Point-per-instance localization data
════════════════════

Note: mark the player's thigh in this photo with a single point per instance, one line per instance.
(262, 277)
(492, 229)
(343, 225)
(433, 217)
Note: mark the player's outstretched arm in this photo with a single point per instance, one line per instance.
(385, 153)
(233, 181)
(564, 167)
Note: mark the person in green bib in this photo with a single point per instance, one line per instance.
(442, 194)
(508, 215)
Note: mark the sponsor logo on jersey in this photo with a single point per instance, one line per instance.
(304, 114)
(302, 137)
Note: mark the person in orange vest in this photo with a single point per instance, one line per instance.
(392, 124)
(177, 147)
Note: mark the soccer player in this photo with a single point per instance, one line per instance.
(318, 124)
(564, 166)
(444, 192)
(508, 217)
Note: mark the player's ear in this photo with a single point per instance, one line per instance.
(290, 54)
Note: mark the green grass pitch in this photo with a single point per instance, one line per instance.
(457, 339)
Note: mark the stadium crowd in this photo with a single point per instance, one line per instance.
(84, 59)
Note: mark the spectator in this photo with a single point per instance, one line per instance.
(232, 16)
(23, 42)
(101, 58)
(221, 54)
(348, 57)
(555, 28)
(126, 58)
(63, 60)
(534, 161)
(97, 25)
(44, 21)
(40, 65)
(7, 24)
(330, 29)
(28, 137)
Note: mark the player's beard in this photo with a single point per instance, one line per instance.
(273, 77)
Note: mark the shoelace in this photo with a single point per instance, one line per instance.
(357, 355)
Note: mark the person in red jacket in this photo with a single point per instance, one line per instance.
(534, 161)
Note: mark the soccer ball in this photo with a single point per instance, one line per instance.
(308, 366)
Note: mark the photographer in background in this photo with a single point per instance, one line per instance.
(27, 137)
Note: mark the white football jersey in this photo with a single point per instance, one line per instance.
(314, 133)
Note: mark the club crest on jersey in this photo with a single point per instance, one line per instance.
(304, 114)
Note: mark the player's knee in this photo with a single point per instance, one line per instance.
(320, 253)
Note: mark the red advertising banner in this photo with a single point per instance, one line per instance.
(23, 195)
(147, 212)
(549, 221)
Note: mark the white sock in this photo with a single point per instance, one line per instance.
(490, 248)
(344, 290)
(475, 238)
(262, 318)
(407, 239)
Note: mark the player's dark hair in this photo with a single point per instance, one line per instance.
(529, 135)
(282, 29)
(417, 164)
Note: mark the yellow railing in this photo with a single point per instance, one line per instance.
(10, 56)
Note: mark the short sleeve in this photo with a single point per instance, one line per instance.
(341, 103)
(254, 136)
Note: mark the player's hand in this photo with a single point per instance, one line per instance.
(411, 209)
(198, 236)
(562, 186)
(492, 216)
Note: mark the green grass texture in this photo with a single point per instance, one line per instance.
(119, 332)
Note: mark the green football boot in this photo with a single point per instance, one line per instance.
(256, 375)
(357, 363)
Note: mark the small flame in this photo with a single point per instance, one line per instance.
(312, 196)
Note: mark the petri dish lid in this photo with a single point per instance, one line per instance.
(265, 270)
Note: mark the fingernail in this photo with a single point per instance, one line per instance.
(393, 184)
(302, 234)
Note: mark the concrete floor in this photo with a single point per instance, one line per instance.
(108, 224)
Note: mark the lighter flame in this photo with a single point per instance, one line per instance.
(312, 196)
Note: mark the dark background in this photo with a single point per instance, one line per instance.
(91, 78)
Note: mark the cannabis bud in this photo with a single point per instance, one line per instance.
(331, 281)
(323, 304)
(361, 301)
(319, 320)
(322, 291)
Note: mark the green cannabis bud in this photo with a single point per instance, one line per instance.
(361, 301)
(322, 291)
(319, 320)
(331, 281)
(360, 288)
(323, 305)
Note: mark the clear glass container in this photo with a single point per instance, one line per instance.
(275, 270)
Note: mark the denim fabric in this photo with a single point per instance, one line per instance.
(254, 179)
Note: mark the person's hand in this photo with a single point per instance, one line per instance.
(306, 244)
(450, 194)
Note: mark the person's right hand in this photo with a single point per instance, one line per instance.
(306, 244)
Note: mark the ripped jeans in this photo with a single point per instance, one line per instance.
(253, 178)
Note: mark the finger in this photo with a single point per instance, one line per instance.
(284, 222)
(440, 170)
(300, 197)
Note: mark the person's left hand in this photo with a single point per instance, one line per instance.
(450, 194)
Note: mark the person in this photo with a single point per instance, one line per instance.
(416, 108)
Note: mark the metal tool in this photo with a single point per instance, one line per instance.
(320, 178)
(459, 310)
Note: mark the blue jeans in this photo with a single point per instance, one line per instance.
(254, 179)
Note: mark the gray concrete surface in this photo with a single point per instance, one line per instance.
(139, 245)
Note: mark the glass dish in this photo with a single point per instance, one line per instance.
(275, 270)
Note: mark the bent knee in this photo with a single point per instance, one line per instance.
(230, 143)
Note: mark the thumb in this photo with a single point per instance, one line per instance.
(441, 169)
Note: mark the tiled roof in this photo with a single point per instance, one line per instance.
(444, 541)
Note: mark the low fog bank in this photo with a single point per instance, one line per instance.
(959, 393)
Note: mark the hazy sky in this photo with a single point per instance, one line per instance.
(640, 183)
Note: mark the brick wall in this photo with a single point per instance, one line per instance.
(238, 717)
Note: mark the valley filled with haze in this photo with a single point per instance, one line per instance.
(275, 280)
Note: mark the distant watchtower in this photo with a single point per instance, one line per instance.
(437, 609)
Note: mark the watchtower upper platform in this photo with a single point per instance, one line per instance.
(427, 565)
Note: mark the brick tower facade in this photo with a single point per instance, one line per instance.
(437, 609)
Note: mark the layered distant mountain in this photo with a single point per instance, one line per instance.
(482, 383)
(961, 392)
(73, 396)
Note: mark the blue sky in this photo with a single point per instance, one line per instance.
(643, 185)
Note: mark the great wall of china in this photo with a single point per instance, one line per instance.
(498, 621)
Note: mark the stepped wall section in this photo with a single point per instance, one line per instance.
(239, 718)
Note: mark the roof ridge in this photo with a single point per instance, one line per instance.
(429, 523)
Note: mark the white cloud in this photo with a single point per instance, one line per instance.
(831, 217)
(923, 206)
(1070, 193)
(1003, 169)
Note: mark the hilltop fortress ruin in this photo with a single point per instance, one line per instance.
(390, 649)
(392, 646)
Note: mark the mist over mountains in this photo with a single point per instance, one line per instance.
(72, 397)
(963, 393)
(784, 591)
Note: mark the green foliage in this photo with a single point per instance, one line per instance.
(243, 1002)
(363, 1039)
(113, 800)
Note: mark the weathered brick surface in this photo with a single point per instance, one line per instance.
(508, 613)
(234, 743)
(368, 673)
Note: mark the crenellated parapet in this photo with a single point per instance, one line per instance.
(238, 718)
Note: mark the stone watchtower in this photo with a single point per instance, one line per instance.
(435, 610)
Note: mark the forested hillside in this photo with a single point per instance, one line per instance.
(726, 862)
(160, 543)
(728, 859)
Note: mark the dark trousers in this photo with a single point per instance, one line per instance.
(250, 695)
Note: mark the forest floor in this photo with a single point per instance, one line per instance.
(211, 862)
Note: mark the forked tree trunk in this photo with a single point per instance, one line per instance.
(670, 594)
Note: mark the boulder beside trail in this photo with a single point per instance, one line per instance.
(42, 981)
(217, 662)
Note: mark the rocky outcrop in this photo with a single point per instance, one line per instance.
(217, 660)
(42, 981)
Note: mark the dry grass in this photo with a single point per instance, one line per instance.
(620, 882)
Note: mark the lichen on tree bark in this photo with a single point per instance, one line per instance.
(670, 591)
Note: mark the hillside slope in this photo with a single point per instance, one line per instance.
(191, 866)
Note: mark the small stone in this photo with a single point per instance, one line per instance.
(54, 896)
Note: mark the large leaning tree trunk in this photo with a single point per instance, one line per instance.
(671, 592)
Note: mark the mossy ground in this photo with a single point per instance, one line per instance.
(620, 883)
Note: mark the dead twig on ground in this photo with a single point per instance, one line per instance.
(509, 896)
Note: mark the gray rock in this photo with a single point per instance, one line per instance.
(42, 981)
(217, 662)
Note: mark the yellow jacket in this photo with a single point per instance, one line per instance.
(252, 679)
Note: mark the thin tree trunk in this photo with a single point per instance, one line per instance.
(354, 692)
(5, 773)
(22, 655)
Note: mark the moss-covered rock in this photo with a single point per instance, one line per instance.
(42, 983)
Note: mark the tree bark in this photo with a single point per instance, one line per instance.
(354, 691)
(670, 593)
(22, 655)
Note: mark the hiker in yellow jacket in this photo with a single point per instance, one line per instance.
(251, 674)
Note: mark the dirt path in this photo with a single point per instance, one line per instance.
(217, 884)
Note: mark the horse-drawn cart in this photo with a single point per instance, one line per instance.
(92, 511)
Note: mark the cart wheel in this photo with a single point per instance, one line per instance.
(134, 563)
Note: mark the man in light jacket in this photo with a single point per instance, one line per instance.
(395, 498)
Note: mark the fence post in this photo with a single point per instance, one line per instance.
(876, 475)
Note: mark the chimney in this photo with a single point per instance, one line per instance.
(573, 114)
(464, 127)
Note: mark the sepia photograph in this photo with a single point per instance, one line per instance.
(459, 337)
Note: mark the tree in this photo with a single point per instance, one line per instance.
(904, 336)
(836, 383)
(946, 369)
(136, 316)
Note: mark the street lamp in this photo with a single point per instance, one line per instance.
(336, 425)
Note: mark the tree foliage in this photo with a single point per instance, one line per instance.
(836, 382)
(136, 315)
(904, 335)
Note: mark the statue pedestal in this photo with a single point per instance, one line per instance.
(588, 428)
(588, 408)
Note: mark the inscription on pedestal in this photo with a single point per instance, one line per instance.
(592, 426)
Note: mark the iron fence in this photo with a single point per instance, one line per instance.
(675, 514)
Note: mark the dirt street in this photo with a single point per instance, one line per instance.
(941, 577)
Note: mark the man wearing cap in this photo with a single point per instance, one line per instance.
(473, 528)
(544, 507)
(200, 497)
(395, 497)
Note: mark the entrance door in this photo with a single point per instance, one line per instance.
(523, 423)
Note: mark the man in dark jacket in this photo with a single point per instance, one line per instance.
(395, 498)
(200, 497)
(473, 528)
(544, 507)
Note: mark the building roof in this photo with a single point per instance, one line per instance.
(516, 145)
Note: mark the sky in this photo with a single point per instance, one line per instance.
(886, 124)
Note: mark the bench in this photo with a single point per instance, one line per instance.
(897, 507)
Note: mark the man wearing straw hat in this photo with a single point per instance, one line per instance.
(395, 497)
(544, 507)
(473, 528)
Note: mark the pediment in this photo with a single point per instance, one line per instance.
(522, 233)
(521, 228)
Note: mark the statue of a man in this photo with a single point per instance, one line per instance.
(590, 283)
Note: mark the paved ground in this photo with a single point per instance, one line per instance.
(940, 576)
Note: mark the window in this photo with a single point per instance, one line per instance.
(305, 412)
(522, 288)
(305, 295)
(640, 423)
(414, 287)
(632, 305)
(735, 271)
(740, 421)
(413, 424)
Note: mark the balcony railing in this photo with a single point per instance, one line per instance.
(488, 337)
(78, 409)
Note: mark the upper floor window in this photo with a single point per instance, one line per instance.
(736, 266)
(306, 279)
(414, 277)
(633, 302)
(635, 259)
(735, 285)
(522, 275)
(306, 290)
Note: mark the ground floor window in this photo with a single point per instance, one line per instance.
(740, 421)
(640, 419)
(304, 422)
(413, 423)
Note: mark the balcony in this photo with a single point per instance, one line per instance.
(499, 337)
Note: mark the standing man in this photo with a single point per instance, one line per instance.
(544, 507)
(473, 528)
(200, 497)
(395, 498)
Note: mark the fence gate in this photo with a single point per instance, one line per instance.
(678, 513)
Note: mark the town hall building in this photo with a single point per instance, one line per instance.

════════════════════

To do -> The line with "Note: mark the statue of" and every line after it up to the end of the entries: output those exactly, and only those.

Result ->
Note: mark the statue of a man in this photo with a single point per instance, one line per instance.
(590, 283)
Note: mark the paved ground in this photo with a single point per instance, one line per instance.
(940, 576)
Note: mark the window in this photo with a single point per instance, one line per instance.
(305, 412)
(522, 288)
(305, 295)
(640, 423)
(414, 287)
(632, 305)
(735, 271)
(740, 421)
(413, 424)
Note: mark the balcony railing in this photo with a single point per instance, one line per instance.
(488, 337)
(78, 409)
Note: mark the upper floor window in this photo with a single point per instance, one line per instance.
(736, 266)
(306, 279)
(414, 277)
(633, 302)
(635, 259)
(735, 285)
(522, 275)
(306, 290)
Note: mark the ground floor window in this photo with a single point per instance, one line per instance.
(740, 421)
(640, 419)
(304, 422)
(413, 423)
Note: mark the balcony in this photo with a single point per instance, one line per instance.
(499, 337)
Note: mark the standing man in this photo with a single point per instance, one line per instance.
(544, 507)
(473, 528)
(200, 497)
(395, 498)
Note: mark the fence gate in this photo with a single point per instance, one line per instance.
(678, 513)
Note: mark the town hall building in this photo with a single point per instance, one line per instance.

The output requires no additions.